▶ _REQUIRED TASKS_:
**1.** In the passage about the Catholic poll, what share of Catholics said they would be less committed if the Church did not change its positions?
**2.** Carry on the passage about the Catholic poll from the point where it stops.

When asked if it was a good or a bad thing for a religion to stick to its principles, a clear majority (56%) said it was best to stick to principles and beliefs and only 33% said the religion in question should conform to modern-day opinions.
When this same question was posed about the Catholic religion in particular, a surprising 66 percent of Catholics said that whether they agreed with most positions in the Catholic Church, or differed on some issues, the Church should not change its principles because of public opinion. Only 27 percent said the Church should modernize. This result included 55 percent of respondents who said they rarely or never went to church!
Asking the same question but from a different angle, Catholics were asked if the Church did NOT change its positions as many have suggested, how would that affect their commitment to the Church? Twenty-nine percent said they would be “more committed” and forty-one percent said they would be “as committed.” This amounts to 70 percent of Catholics who would either be more, or as, committed even if the Church did not change its teachings. Only seven percent said they would be less committed.
The group was then asked why they believed religions which tailor their teachings to what is popular are losing members so much faster than those who maintain traditional moral teachings. Six-in-ten (59%) said it was because they went too far. Only 35 percent felt they didn’t go far enough.
Catholics on all levels of practice also disapproved of the government forcing Catholic doctors and hospitals to perform abortions or sex-transition services against their will. Seventy-two percent said the government should not do so and only 19 percent said they should be permitted to do so. Although pro-choice Catholics were the least opposed to government coercion, even the majority of this demographic (57 percent) said it was wrong.
The poll also revealed that the Catholic faithful may be healing from the clergy sexual abuse scandal. Despite what the naysayers believe, six-in-ten Catholics (59%) believe “the Church has learned from its mistakes and is now doing everything it can to help keep children safe.” Only 29 percent disagree with regular church-goers the most positive on this issue.

▶ _DATASET_:

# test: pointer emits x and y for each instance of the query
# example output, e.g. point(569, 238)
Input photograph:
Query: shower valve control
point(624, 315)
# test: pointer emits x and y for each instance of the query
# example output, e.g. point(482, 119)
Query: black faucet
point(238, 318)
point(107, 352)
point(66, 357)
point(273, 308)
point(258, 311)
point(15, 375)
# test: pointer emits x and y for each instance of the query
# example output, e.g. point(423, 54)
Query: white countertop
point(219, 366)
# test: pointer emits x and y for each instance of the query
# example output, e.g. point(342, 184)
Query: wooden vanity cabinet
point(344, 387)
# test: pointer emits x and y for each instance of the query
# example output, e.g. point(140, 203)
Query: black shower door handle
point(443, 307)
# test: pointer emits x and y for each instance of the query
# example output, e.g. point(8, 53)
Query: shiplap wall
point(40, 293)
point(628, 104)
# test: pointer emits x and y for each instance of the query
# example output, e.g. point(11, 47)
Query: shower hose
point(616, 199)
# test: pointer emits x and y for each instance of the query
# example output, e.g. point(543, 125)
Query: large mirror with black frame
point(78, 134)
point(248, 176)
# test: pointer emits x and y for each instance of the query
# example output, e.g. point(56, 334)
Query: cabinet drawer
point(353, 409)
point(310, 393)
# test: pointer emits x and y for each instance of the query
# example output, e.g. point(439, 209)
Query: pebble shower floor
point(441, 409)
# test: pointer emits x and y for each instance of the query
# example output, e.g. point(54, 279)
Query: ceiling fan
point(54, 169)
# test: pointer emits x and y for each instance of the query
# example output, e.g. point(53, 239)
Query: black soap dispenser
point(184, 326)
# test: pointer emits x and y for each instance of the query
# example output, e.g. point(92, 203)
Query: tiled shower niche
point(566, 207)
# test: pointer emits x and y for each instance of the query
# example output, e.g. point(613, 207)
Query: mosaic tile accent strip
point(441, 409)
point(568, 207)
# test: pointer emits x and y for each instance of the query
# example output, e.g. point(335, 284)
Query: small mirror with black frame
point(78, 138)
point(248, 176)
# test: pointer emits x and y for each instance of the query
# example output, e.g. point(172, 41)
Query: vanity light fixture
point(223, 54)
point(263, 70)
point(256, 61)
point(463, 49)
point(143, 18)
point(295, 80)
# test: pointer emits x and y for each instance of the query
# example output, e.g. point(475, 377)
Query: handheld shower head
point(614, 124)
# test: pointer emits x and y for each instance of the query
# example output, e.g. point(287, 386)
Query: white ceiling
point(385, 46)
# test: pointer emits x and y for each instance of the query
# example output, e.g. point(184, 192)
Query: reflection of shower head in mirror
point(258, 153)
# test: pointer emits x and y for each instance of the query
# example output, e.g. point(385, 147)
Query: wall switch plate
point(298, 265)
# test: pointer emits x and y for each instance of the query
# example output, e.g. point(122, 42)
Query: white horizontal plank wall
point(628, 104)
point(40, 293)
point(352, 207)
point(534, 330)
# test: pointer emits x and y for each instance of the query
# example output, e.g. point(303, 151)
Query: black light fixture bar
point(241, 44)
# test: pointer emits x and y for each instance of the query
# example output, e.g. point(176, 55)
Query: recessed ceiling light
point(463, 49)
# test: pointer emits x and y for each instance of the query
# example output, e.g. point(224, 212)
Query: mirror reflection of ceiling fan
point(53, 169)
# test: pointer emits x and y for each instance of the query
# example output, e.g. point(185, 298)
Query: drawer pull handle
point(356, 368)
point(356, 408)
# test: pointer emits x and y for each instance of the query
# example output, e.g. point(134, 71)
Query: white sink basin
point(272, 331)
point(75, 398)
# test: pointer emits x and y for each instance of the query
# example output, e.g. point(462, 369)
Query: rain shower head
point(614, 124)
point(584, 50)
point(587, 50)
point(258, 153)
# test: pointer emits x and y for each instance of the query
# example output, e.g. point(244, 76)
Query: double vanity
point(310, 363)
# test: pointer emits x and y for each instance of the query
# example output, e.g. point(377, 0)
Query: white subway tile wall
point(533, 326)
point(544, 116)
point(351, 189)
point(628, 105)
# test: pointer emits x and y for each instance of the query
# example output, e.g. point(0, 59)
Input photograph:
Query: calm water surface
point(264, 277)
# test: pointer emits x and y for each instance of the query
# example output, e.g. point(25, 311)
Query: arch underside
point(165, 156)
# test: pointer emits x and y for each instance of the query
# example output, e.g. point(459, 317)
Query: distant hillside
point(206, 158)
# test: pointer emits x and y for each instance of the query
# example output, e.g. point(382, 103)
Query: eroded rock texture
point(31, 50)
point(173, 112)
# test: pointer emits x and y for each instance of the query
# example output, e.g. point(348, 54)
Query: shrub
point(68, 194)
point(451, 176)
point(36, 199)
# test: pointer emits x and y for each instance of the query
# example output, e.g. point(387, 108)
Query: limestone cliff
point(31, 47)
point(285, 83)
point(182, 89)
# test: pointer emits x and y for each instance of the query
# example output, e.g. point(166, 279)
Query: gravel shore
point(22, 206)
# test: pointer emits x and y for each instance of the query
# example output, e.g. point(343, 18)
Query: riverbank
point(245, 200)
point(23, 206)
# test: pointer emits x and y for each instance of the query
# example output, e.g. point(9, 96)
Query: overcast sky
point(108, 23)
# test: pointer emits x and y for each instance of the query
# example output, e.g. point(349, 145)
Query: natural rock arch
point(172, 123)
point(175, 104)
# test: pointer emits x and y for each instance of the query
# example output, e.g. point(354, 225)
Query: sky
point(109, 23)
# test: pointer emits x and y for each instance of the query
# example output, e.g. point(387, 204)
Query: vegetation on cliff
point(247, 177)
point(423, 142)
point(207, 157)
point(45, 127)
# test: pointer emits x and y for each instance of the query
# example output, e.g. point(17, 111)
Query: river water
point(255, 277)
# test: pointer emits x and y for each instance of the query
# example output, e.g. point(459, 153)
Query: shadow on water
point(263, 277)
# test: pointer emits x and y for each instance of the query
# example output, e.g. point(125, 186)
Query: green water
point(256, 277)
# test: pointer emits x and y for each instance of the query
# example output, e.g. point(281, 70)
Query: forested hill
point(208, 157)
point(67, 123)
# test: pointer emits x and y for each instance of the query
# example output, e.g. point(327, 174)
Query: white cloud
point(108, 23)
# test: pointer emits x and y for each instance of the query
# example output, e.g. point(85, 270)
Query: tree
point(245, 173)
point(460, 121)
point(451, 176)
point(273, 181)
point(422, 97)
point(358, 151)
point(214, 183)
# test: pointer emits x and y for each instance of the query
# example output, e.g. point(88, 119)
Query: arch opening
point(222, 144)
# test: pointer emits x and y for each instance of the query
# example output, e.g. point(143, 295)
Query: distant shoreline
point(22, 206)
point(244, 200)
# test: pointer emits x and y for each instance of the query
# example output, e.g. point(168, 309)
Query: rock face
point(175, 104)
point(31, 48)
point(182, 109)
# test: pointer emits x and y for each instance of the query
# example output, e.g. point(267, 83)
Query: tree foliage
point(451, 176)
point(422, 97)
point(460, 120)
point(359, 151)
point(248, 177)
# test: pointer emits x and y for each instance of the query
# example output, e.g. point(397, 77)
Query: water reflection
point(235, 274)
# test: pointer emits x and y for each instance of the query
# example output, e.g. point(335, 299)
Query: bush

▶ _RESULTS_:
**1.** Seven percent.

**2.**
In addition to the questions, respondents were also given 13 issues to choose from regarding what they believed to be the most important job of the Catholic Church. The top six answers were: promote family values; poverty/homelessness; Catholic values; religious liberty; Catholic education; and unborn/adoption services.
“On a more positive note, the extent to which Catholics—even the nonpracticing ones—find their faith to be important, is great news,” Donohue writes. “That they also want the Church to speak up more on moral issues is something that cannot be punctuated enough. Our culture is in a state of crisis and if the Catholic voice is silent, matters will only deteriorate.”
He was most impressed by the degree to which Catholics admire the constancy of Catholic teachings, he added. “Even if they may not always agree with everything the Church teaches—they do not want it to cave into public pressure. This needs to be taken to heart by the laity and clergy alike. Most polls would never tap this subject.”
Overall, Donohue found the results, which stand in stark contrast to the spin that critics of the Church continue to thrust upon the public, to be very promising.
“We know that all of us are sinners and that bad decisions have been made by senior officials in the Church,” Donohue concludes. “We should remember, however, that none could have strayed had fidelity to Church teachings been paramount. We don’t need to change the Church in any dramatic fashion, but we do need to change the minds of Catholics and non-Catholics alike about the wisdom of those teachings.”